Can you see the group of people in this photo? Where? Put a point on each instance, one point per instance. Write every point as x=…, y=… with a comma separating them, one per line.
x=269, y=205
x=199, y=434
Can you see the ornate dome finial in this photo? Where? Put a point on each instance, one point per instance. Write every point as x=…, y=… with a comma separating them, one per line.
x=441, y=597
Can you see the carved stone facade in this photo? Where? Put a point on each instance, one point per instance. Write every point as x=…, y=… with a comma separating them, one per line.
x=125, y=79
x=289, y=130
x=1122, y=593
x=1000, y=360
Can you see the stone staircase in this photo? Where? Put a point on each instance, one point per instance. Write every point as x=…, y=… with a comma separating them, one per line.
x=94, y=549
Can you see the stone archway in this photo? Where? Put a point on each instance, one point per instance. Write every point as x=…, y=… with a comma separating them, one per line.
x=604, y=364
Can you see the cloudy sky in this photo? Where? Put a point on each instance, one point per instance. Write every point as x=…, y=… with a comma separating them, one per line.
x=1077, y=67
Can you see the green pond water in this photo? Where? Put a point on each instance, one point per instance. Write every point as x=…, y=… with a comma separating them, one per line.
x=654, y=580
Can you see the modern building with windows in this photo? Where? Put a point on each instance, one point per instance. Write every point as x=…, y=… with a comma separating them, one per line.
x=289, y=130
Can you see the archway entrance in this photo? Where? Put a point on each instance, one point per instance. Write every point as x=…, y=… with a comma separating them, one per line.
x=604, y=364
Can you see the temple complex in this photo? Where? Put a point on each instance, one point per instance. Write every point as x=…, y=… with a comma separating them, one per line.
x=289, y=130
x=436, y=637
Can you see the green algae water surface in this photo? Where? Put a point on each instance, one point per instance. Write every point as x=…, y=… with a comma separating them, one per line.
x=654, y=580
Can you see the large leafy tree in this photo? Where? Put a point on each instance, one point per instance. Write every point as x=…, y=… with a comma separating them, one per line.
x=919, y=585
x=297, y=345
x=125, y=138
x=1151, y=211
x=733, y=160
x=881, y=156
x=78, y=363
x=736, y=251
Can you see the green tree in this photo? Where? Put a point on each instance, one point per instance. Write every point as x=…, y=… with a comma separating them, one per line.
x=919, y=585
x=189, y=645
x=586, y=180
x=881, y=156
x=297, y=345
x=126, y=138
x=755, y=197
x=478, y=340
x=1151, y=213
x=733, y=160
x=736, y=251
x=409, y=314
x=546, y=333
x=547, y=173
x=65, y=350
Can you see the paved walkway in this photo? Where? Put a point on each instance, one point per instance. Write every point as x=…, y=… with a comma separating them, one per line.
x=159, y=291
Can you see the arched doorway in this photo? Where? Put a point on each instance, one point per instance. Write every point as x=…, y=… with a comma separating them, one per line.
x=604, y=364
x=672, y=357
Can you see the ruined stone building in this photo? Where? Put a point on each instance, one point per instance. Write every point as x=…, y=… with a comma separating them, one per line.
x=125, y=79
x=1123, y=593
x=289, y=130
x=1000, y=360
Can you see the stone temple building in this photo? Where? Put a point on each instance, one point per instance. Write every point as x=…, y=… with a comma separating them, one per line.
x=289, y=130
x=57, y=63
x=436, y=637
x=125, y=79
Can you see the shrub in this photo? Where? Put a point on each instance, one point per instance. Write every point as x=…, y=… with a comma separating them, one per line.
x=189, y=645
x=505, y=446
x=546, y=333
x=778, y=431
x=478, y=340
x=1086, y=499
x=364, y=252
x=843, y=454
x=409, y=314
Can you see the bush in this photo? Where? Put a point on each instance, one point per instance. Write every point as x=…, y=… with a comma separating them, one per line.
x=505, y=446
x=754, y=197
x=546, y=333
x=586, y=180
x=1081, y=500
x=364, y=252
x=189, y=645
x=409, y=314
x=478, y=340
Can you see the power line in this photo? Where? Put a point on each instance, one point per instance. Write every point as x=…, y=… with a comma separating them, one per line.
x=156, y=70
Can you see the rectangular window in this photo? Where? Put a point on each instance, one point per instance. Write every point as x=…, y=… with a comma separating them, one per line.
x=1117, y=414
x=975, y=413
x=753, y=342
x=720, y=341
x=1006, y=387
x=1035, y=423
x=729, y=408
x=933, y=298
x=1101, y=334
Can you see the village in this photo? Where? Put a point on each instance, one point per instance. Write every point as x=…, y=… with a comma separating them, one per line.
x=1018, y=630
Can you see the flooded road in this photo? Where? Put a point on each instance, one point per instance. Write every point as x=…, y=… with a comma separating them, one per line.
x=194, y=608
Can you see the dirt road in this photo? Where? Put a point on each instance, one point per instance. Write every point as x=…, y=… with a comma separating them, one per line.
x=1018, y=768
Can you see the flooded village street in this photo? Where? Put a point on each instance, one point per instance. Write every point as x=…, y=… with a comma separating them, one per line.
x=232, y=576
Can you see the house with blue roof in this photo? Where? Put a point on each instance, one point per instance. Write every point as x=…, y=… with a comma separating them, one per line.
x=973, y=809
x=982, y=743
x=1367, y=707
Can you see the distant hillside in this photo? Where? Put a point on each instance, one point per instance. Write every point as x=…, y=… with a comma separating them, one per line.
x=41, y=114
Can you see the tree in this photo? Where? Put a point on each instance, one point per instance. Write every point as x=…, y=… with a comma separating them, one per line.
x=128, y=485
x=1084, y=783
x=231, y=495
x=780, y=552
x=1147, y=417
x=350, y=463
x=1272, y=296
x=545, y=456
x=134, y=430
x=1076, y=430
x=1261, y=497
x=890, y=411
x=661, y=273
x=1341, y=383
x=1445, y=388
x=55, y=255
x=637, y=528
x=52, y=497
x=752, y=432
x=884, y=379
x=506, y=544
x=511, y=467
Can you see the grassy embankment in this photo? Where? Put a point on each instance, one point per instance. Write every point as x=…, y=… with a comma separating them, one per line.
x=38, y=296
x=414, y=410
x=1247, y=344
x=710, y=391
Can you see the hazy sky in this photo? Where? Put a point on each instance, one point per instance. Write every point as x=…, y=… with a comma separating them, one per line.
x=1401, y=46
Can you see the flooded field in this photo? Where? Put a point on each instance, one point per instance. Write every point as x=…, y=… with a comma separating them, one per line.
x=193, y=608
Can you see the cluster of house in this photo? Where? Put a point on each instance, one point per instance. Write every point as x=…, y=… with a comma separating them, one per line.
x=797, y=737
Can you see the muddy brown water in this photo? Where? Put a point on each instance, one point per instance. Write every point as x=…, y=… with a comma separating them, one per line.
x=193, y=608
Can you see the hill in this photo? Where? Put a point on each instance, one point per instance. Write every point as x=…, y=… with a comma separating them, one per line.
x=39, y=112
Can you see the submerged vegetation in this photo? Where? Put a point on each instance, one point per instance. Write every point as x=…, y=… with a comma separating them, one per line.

__What to work on__:
Once you have read the entries, reproduce each one exactly.

__Solution to the exercise__:
Can you see the group of people in this photo? Where? Put a point on each instance, one point per instance. Write every point as x=…, y=… with a comma separating them, one per line.
x=269, y=205
x=199, y=434
Can you see the ornate dome finial in this photo? Where? Put a point on each instance, one point per instance. Write every point as x=…, y=… with a comma separating them, one per line.
x=441, y=597
Can you see the carved stone facade in this photo? Where? Put a point on each instance, one point per instance. Write every point as x=…, y=… with a comma separating them, one per line.
x=125, y=79
x=289, y=130
x=1122, y=593
x=1000, y=360
Can you see the stone staircase in this photo? Where? Put a point on each instance, one point per instance. Write every point as x=…, y=… with a comma separating them, one per line.
x=94, y=549
Can you see the stone archway in this photo? Where? Put a point on each instance, one point per instance. Write every point as x=…, y=… with a comma separating them, one per line.
x=604, y=364
Can you see the cloudy sky in this photo? Where? Put a point on each instance, one point per instance. Write every point as x=…, y=… with a comma separating them, one per line.
x=1077, y=67
Can you see the green pond water in this photo? Where? Put a point on each instance, one point per instance. Write every point as x=…, y=… with a comma separating them, one per line.
x=654, y=580
Can you see the modern building with windows in this photo? Where? Put a point on each instance, one point per instance. Write every point as x=…, y=… with a comma separating them, one per line.
x=289, y=130
Can you see the archway entrance in this photo? Where? Put a point on each instance, one point per instance. Write every point as x=…, y=… with a comma separating them, one per line.
x=604, y=364
Can you see the temple complex in this photo? Where? Put a point on each instance, one point per instance. Write every point as x=…, y=… with a comma separating them, one per line.
x=289, y=130
x=436, y=637
Can you see the green algae water surface in this photo? Where? Put a point on each instance, one point per instance. Write every point as x=…, y=… with a comma separating them, one per line.
x=654, y=580
Can you see the large leafy tree in this photo? Where? Put a point on each instance, one point per instance. Write every point as x=…, y=… with a comma separating them, one per line.
x=919, y=585
x=297, y=345
x=125, y=138
x=1151, y=211
x=733, y=160
x=881, y=156
x=78, y=363
x=736, y=251
Can you see the green tree in this photo? Where? Put a point on each instance, one point per instance. Write every point as x=…, y=… with a comma separating them, one per line.
x=919, y=585
x=189, y=645
x=586, y=180
x=881, y=156
x=297, y=345
x=126, y=138
x=755, y=197
x=478, y=340
x=1151, y=213
x=733, y=160
x=736, y=251
x=409, y=314
x=546, y=333
x=547, y=173
x=65, y=350
Can you see the paved walkway in this photo? Where? Put a point on each instance, one point per instance. Write every point as x=…, y=… with a comma separating them, one per line.
x=159, y=291
Can you see the arched doorway in this photo? Where? Put a point on each instance, one point per instance. Write every point as x=…, y=… with a comma separating them, one per line.
x=604, y=364
x=672, y=357
Can you see the ruined stone building in this photo? Where? Put a point on each instance, one point per instance. Write every point as x=…, y=… with a comma separating them, one per line.
x=125, y=79
x=1123, y=593
x=289, y=130
x=1000, y=360
Can you see the stone temple building in this photo? Where? Put a point on each instance, one point per instance. Write every point as x=…, y=… with a comma separating them, one per line.
x=289, y=130
x=57, y=63
x=436, y=637
x=125, y=79
Can you see the shrub in this photo? Where? Put a point on each instance, one point per instance. Write every point as x=…, y=… with a comma separating them, one per line.
x=189, y=645
x=505, y=446
x=546, y=333
x=778, y=431
x=478, y=340
x=1086, y=499
x=364, y=252
x=843, y=454
x=409, y=314
Can you see the bush in this photo? Where? Put a point on each instance, one point per instance. Write every point as x=…, y=… with a comma separating them, one per line.
x=505, y=446
x=754, y=197
x=546, y=333
x=586, y=180
x=1081, y=500
x=364, y=252
x=189, y=645
x=409, y=314
x=478, y=340
Can you see the power line in this photo? Where? Put a point on each instance, one point per instance. Write every point as x=…, y=… with a comma separating them, one per line.
x=156, y=70
Can you see the rectangular window in this photo? Where? Put a point on each instance, one point per instance. Write every point as x=…, y=… with a comma separating them, one per line.
x=1117, y=414
x=975, y=413
x=753, y=342
x=720, y=341
x=1006, y=387
x=1035, y=423
x=729, y=408
x=933, y=298
x=1101, y=334
Can you see the village in this photo? Where? Put a point on each instance, one point per instance. Write every point as x=…, y=… with a comma separating them, one per line.
x=1018, y=630
Can you see the flooded road in this photo? Where? Put a point on each instance, one point per instance. Write every point as x=…, y=… with a comma separating them, one per line.
x=194, y=608
Can you see the dirt road in this photo? Where? Put a point on each instance, one point per instance. Write every point as x=…, y=… with a comma separating them, one per line.
x=1018, y=768
Can you see the flooded village street in this photo? Where? Put a point on each instance, one point per instance. Write every point as x=…, y=… with a comma separating them, one per line.
x=232, y=576
Can you see the house with blue roof in this photo? Where? Put a point on each instance, one point per instance. Write every point as x=…, y=… with a comma separating them, one per line.
x=973, y=809
x=982, y=743
x=1367, y=707
Can you see the distant hillside in this photo? Where? Put a point on each instance, one point per instance. Write every point as x=…, y=… with a comma separating them, one per line.
x=41, y=114
Can you see the tree in this photo? Where? Put a point on each instance, one point per instance. Write every point as x=…, y=… with a comma separating them, one per line.
x=128, y=485
x=1084, y=783
x=231, y=495
x=780, y=552
x=1147, y=417
x=350, y=463
x=1272, y=296
x=545, y=456
x=134, y=430
x=1076, y=430
x=1261, y=497
x=890, y=411
x=661, y=273
x=1341, y=383
x=1445, y=388
x=55, y=255
x=637, y=528
x=52, y=497
x=752, y=432
x=884, y=379
x=506, y=544
x=511, y=467
Can you see the grassy embankment in this photo? Where? Put a point on each instance, one point per instance. Write every point as x=…, y=… with a comma separating them, one per line.
x=38, y=296
x=414, y=410
x=1247, y=344
x=710, y=391
Can you see the hazy sky in this photo? Where? Put a point on each instance, one point per instance. Write every point as x=…, y=… with a comma separating them, one per line.
x=1401, y=46
Can you see the flooded field in this photo? Where? Put a point on each instance, one point per instance. Write every point as x=…, y=… with a comma separating them, one per line.
x=193, y=608
Can you see the cluster of house in this photo? Where? Put a point on each instance, one point per instance. Write every point as x=…, y=… with a comma separating them, one per line.
x=797, y=737
Can you see the muddy brown water in this photo? Where? Put a point on each instance, one point per instance. Write every point as x=…, y=… with a comma separating them, one per line.
x=193, y=608
Can you see the hill in this photo? Where? Put a point on each instance, one point per instance. Write every point as x=…, y=… with a comma separating them, one per line.
x=39, y=112
Can you see the submerged vegetation in this photo? Where? Put a point on each instance, one point per instance. Write every point as x=…, y=… with a comma separating them, one per line.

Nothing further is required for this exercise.